### DIRECTIVE A
Rewrite the post starting at "Content I liked" and ending at "worth a read.", putting "column" in place of "newsletter".

* * * *

Still, I’m constantly learning the humility of saying, “I’m not OK” and asking for help and prayers. I’ve started hosting what I’m calling a “Bible study playgroup”—six moms with our toddlers, taking about Jesus admit the mayhem of one- and two-year-olds. I spent a lot of this morning’s Bible study with a heating pad, a scenario that I would have previously balked at. But it was the best conversation we had so far, and I now have friends praying for me. When we are vulnerable and ask for help and prayers, we allow people to share Christ’s love for us—and we give them the space for their own vulnerability.
I also published a new book review for Catholic Women in Business this week. If you’re interested in leadership, communication skills, and active listening, check it out.
Content I liked this week:
I grew up watching Today in the mornings on school breaks with my mom and kept doing so in the time between when I graduated from college and when I finally found a job and moved out (it was 2010, so it took a hot minute). So, I enjoyed this interview with Hoda Kotb on the Biscuits and Jam podcast from Southern Living. A lot of it was like her talk show—light and fun—but I did really like what she said about what you see in life being a lot about where you look.
This free Substack newsletter by attorney, writer, and mother Ivana Greco was right on the money in terms of how our culture (and our country’s leaders) value homemaking. It’s short and well worth a read.
On a related note, this Public Discourse article by Mary Frances Myler of the University of Notre Dame had some excellent points, but this quote, in my opinion, was the best: “Women have entered both higher education and the workforce in greater numbers, but both environments retain masculine norms that often fail to recognize the unique realities of femininity. Work is good, and it is a creative expression of human dignity. But careerism offers women the shallow archetype of the ‘girlboss’ as the model of success, ignoring the reality that most women won’t ‘have it all.’”
As someone who does some volunteer work in the disability community (and the daughter of a special education teacher), I was so excited to see that Barbie has a new doll with Down syndrome!
Is it just me, or does this statue of Jesus (based on the Shroud of Turin) look kind of like Jonathan Roumie?
This Wall Street Journal piece on Gen Z and religion was fascinating. If younger adults are becoming more spiritual, how can the Catholic Church help steer them toward the Truth?

* * * *

### DIRECTIVE B
Collect every line of the listing below that contains the string "sunglasses", copying each one unchanged.

### THE RECORDS

* * * *

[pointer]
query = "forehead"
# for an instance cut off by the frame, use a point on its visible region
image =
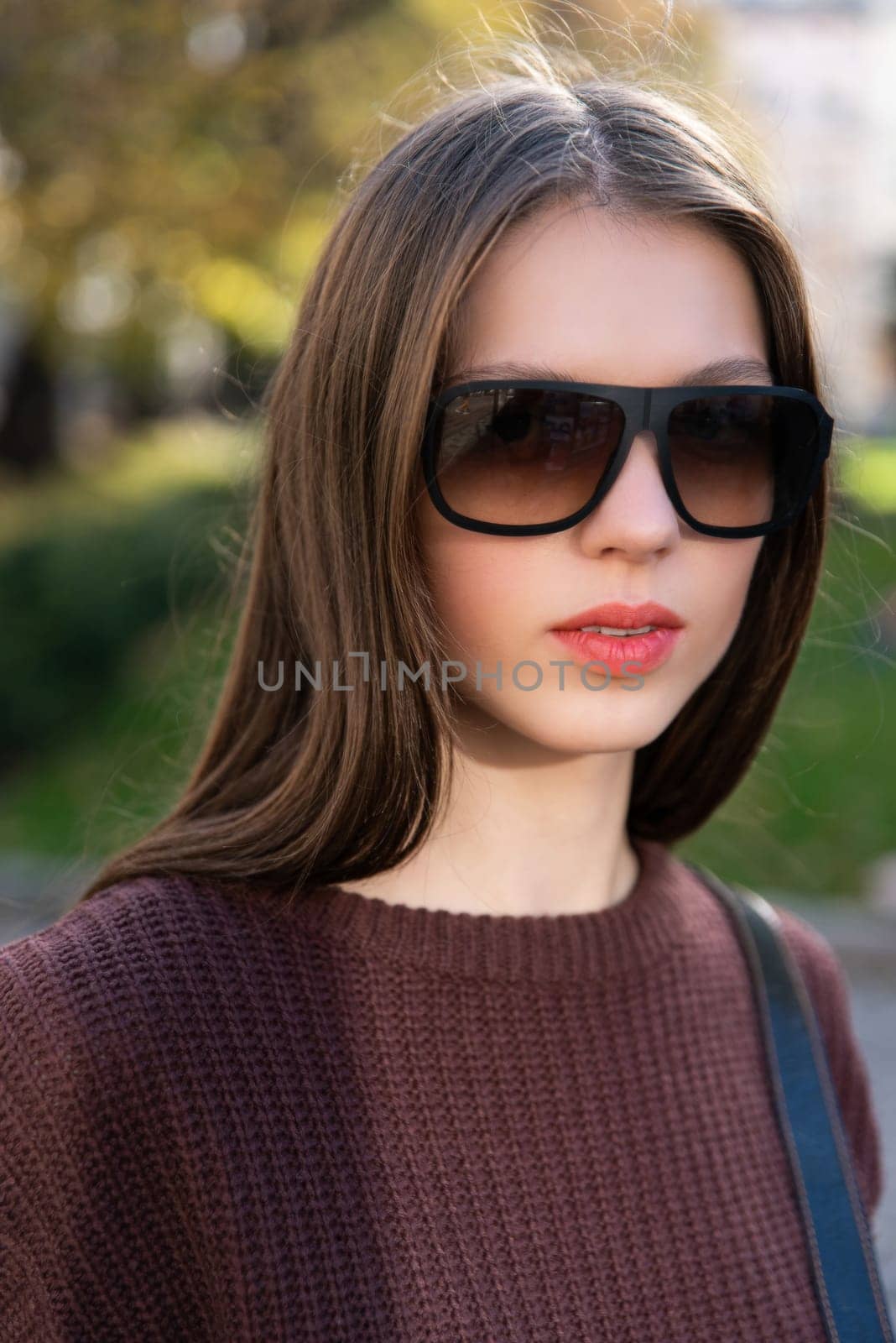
(608, 300)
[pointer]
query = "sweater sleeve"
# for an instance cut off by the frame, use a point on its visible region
(91, 1242)
(831, 995)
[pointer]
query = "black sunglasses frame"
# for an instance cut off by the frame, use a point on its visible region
(643, 409)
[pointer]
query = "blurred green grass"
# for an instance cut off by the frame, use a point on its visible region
(819, 803)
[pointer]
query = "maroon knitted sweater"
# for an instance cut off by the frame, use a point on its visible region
(230, 1118)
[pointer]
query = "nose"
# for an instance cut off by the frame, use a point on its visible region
(636, 516)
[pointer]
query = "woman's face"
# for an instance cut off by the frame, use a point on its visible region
(642, 304)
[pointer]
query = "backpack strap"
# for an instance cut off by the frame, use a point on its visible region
(839, 1235)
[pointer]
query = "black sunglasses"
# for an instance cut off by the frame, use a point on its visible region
(530, 457)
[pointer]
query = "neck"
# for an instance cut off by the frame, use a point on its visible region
(524, 830)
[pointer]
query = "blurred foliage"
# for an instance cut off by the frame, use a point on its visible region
(109, 557)
(168, 161)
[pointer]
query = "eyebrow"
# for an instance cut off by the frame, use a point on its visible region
(732, 369)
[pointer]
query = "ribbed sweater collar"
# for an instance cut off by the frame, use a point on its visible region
(656, 917)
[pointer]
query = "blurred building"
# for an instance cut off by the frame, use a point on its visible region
(819, 84)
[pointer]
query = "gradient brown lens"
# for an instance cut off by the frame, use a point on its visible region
(524, 454)
(739, 460)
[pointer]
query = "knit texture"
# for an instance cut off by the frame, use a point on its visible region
(230, 1116)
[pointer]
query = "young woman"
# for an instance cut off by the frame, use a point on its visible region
(407, 1022)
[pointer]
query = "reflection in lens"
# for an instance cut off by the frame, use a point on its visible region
(739, 460)
(524, 456)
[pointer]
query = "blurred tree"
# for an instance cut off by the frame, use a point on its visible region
(167, 170)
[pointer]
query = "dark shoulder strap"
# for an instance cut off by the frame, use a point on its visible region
(837, 1228)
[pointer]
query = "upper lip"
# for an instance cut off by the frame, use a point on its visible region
(618, 615)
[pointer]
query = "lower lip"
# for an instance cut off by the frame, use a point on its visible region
(615, 651)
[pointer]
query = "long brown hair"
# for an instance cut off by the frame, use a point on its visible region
(304, 787)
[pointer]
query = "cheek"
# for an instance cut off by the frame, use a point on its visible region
(719, 591)
(481, 593)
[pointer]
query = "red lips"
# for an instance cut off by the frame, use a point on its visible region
(618, 615)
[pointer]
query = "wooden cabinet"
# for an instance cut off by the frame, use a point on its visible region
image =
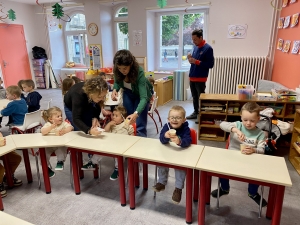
(294, 155)
(226, 107)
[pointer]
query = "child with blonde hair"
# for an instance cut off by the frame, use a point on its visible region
(57, 126)
(118, 125)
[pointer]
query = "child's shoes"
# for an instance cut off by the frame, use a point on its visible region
(59, 165)
(177, 195)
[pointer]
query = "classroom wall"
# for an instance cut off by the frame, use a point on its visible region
(286, 65)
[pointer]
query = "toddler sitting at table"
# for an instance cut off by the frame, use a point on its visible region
(253, 138)
(118, 125)
(55, 125)
(178, 132)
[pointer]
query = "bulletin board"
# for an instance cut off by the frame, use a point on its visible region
(96, 59)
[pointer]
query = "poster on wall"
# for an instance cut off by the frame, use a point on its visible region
(137, 38)
(237, 31)
(95, 52)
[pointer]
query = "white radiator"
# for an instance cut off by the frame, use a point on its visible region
(228, 72)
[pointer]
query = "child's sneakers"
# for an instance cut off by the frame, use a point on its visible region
(50, 173)
(158, 187)
(214, 193)
(2, 190)
(115, 174)
(177, 195)
(89, 166)
(257, 198)
(59, 165)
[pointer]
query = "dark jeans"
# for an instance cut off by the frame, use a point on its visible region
(130, 102)
(196, 89)
(252, 188)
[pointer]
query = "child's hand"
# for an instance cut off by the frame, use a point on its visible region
(248, 150)
(175, 139)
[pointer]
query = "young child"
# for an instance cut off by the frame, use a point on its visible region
(118, 125)
(33, 98)
(55, 125)
(14, 160)
(17, 108)
(183, 139)
(247, 133)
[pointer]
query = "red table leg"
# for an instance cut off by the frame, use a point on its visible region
(75, 171)
(27, 165)
(189, 193)
(131, 183)
(1, 205)
(278, 205)
(271, 200)
(208, 190)
(45, 170)
(145, 176)
(8, 173)
(136, 174)
(201, 202)
(80, 164)
(121, 181)
(196, 185)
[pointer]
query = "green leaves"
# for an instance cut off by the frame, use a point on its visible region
(57, 11)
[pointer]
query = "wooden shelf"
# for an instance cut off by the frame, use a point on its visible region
(210, 125)
(296, 147)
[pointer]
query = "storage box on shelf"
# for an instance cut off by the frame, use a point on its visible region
(226, 107)
(294, 155)
(39, 72)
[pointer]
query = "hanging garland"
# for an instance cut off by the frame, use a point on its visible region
(161, 3)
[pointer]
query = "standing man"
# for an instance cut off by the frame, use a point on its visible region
(201, 61)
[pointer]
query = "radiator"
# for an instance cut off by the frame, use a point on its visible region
(228, 72)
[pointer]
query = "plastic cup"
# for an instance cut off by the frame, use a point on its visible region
(2, 142)
(172, 132)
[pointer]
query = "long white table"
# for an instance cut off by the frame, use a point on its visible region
(256, 168)
(152, 151)
(107, 144)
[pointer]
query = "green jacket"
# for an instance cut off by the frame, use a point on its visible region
(141, 88)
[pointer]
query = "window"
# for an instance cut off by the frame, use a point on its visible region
(121, 24)
(176, 37)
(76, 37)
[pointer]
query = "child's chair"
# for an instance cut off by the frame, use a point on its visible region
(152, 110)
(194, 142)
(218, 196)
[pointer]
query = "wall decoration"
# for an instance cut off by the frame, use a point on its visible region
(285, 3)
(286, 21)
(96, 60)
(296, 47)
(237, 31)
(11, 14)
(280, 23)
(286, 46)
(294, 20)
(280, 44)
(137, 37)
(161, 3)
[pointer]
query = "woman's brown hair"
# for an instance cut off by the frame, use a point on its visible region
(125, 58)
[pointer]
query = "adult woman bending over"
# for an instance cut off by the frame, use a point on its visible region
(137, 89)
(83, 103)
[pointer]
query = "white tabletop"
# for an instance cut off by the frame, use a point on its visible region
(9, 147)
(270, 169)
(153, 150)
(37, 140)
(11, 220)
(105, 143)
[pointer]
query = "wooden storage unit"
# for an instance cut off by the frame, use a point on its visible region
(294, 155)
(164, 91)
(224, 103)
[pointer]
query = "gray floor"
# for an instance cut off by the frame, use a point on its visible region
(99, 203)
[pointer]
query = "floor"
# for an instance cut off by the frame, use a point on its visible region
(99, 203)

* * * *

### TASK SOLUTION A
Content I liked this week:
I grew up watching Today in the mornings on school breaks with my mom and kept doing so in the time between when I graduated from college and when I finally found a job and moved out (it was 2010, so it took a hot minute). So, I enjoyed this interview with Hoda Kotb on the Biscuits and Jam podcast from Southern Living. A lot of it was like her talk show—light and fun—but I did really like what she said about what you see in life being a lot about where you look.
This free Substack column by attorney, writer, and mother Ivana Greco was right on the money in terms of how our culture (and our country’s leaders) value homemaking. It’s short and well worth a read.

### TASK SOLUTION B
query = "black sunglasses frame"
query = "black sunglasses"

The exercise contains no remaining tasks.